**文本节选:**
......
20年前邓小平发表的“南方谈话”,深刻回答了我国改革开放中长期束缚人们思想的许多重大认识问题,被称为新时期又一个推进改革开放的“宣言书”。如果说它的一个最重要的直接成果是推动了社会主义市场经济体制建立的话,那么它在今天应当是继续深化改革特别是政治体制改革的“推进器”——

1992年1月18日至2月21日,邓小平先后赴武昌、深圳、珠海和上海等地视察,沿途发表了重要讲话,即“南方谈话”,深刻回答了我国改革开放中的一些重大问题,被称为新时期推进改革开放和现代化建设的又一个思想解放的“宣言书”。今天,重温邓小平“南方谈话”的思想,对于我国继续推进改革开放具有重大的现实意义。

“南方谈话”是邓小平理论将马克思主义发展为一个“新阶段”的标志性著作

党的十五大指出:邓小平理论把对社会主义的认识提高到新的科学水平,开拓了马克思主义的新境界,“是马克思主义在中国发展的新阶段”。(《十五大以来重要文献选编》上册,第10页)2002年纪念邓小平“南方谈话”发表10周年时,我撰文论述了邓小平理论怎样抓住“什么是社会主义”和“怎样建设社会主义”这个根本问题,提出了哪些理论创新将马克思主义发展为一个“新阶段”,并将这个“新阶段”解读为一个既区别于苏联社会主义模式,又不同于马克思恩格斯的社会主义设想,是科学社会主义理论的一个新形态;文中提出“南方谈话”是邓小平理论将马克思主义发展为“新阶段”的标志性著作。

10年过去了,以邓小平理论为本源理论,党中央提出中国特色社会主义理论体系。这样,中国特色社会主义理论体系也成为了马克思主义在中国发展的新阶段,即科学社会主义理论在中国发展的新形态。这个新的科学社会主义观的内涵很多,从邓小平理论、“三个代表”重要思想,直至科学发展观,都对马克思主义基本理论有许多创造性发展,但这些理论创新的最突出的代表则是社会主义市场经济理论。而我们党所以能提出社会主义市场经济这个崭新的思想,则是由于“南方谈话”首次正式公开地提出了社会主义可以搞市场经济。“南方谈话”是建立社会主义市场经济体制的理论基础,具有很强的政治感召力。
......
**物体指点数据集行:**
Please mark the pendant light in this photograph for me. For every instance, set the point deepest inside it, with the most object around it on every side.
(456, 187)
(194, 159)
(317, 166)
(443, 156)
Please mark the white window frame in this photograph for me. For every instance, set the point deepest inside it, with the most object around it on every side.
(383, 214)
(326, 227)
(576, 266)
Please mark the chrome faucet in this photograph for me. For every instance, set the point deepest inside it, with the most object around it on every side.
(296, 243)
......
在关于“南方谈话”的节选中，1992年1月18日至2月21日，邓小平先后赴哪些地方视察？

**本题解答:**
武昌、深圳、珠海和上海等地。